▶ [Provided records]

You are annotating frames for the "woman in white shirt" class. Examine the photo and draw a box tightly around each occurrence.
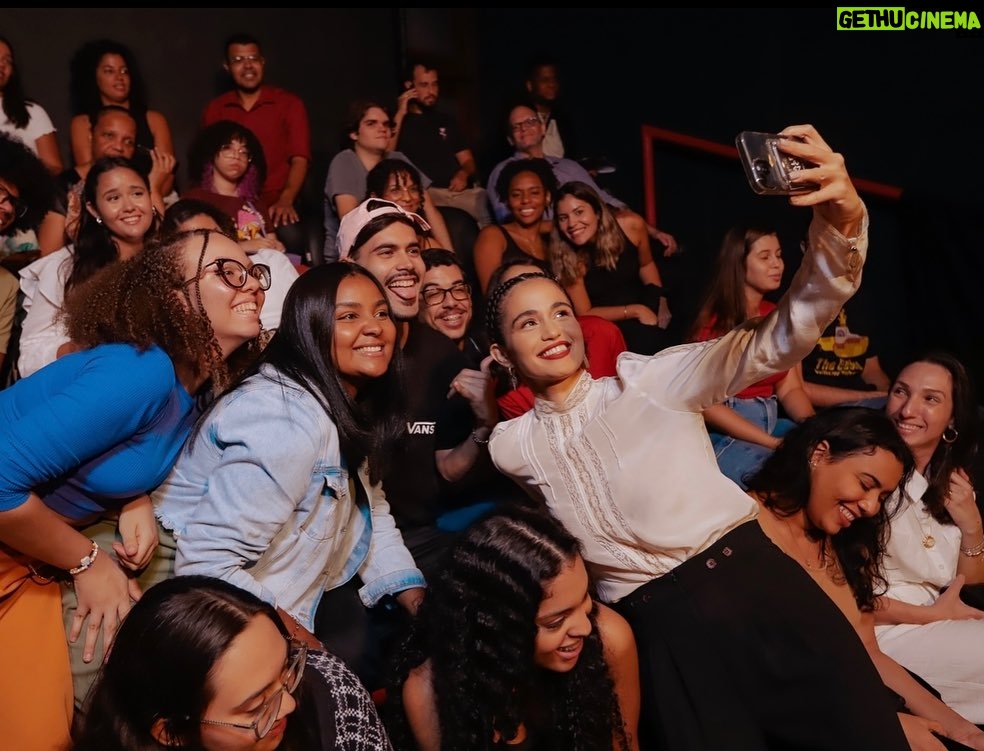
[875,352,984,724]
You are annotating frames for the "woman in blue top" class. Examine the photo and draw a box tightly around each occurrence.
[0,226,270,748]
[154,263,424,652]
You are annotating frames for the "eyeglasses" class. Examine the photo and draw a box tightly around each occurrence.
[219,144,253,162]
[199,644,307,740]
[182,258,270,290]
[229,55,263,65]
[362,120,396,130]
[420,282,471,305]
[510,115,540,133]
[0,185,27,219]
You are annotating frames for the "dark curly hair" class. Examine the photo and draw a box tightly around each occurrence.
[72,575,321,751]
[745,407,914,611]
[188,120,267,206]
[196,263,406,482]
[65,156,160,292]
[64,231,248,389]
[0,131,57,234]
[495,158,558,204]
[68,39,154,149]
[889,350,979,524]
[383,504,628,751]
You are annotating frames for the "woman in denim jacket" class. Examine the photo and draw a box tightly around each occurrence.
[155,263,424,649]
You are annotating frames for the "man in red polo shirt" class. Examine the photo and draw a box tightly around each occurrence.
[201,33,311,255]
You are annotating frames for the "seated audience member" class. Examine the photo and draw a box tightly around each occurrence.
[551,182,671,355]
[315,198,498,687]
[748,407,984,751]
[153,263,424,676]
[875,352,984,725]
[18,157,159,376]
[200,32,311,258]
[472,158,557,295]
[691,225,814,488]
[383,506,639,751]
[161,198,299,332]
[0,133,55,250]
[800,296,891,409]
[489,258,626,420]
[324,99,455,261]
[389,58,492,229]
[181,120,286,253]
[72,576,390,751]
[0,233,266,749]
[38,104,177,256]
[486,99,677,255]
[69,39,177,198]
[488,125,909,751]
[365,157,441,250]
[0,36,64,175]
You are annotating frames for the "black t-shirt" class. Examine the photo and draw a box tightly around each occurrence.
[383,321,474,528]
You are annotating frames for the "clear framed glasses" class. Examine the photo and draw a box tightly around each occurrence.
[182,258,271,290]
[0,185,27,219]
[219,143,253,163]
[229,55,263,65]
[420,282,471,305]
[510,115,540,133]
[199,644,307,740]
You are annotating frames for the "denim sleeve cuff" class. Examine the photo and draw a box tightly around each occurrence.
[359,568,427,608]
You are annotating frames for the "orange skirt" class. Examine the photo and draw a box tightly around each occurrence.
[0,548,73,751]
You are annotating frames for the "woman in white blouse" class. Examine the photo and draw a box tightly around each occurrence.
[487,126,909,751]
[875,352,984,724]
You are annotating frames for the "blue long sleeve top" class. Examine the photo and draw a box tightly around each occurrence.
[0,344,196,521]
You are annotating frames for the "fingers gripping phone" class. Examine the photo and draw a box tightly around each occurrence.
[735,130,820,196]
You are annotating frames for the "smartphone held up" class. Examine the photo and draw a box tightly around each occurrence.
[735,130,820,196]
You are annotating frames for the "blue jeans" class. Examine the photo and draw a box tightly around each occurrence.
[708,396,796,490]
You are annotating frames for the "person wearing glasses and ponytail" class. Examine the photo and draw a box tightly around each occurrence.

▶ [Problem to solve]
Write the lines above as a numbered list, skipping any blank lines, and leave the picture out of your answer.

▶ [The completed task]
1. You are annotating frames for the "woman in white shirt" class. Examine the photo and draw a box tightly around each occurrence.
2. [875,352,984,724]
3. You are annotating frames for the "woman in blue top" class. Examine the photo and draw a box tightly around each occurrence.
4. [0,226,270,748]
5. [154,263,424,652]
6. You are annotating frames for the "eyeglasses" class. Examine the photo and draw a box tightly around each occurrence.
7. [219,144,253,162]
8. [199,644,307,740]
9. [182,258,270,290]
10. [229,55,263,65]
11. [362,120,396,130]
12. [420,282,471,305]
13. [510,115,540,133]
14. [0,185,27,219]
15. You are annotating frames for the "dark curly hair" class. Examine the photo and draw a box tightly around each occurrence.
16. [72,575,321,751]
17. [745,407,914,611]
18. [188,120,267,206]
19. [196,263,406,482]
20. [65,156,160,292]
21. [64,231,248,389]
22. [0,131,57,234]
23. [495,158,558,204]
24. [68,39,154,149]
25. [889,350,979,524]
26. [383,504,628,751]
27. You are annotating frames for the "woman in denim jacket" class. Examine the photo and draw a box tightly around each occurrence.
28. [155,263,424,649]
29. You are annotating frames for the "man in red polo shirt" class. Examine the photo and draw a box tightly around each occurrence.
30. [201,33,311,255]
31. You are annotating frames for the "seated audience member" class. Examine the photo and draw a box tightly around each occurrence.
32. [551,182,671,355]
33. [315,198,498,687]
34. [748,407,984,751]
35. [153,263,424,676]
36. [875,352,984,725]
37. [18,157,159,376]
38. [200,32,311,258]
39. [472,158,557,295]
40. [691,225,814,488]
41. [383,506,639,751]
42. [161,198,299,332]
43. [0,133,55,250]
44. [800,296,891,409]
45. [489,258,626,420]
46. [324,99,455,261]
47. [389,58,492,229]
48. [181,120,286,253]
49. [72,576,390,751]
50. [0,233,266,749]
51. [38,104,177,256]
52. [486,99,677,255]
53. [69,39,177,198]
54. [488,125,909,751]
55. [365,157,441,250]
56. [0,36,64,175]
57. You are annotating frames for the "black t-shirt" class. Examine the photo and draw a box tightly around each occurrence.
58. [383,321,474,528]
59. You are annotating frames for the "clear framed glasses" class. Examine the photo and draw a box tightly around each occurrence.
60. [182,258,271,290]
61. [0,185,27,219]
62. [219,143,253,163]
63. [229,55,263,65]
64. [420,282,471,305]
65. [510,115,540,133]
66. [199,644,307,740]
67. You are annotating frames for the "denim sleeve cuff" class. Examine the photo and draw a box tightly around each occurrence.
68. [359,568,427,608]
69. You are annotating frames for the "orange skirt" class. Examine the photo and draw a box tightly around each occurrence.
70. [0,548,73,751]
71. You are annotating frames for the "woman in white blouse" class. Examine the photo and draw a box tightly around each occurrence.
72. [487,126,909,751]
73. [875,352,984,724]
74. You are annotating frames for the "blue long sleeve top" class. Examine the photo and draw a box tightly around each occurrence.
75. [0,344,196,521]
76. You are annotating frames for the "fingers gripping phone" class. Examine the photo and draw a box tightly around each occurrence.
77. [735,130,820,196]
78. You are annotating frames for the "smartphone held up" class. Examine the photo and draw a box tightly around each occurrence.
79. [735,130,820,196]
80. You are annotating frames for the "blue jeans" class. Examine the photo and draw a box tightly around each occurrence.
81. [708,396,796,490]
82. You are annotating frames for the "person wearing glasses and ponytail" class. Examine the photo and draw a box tightly around each occurrence.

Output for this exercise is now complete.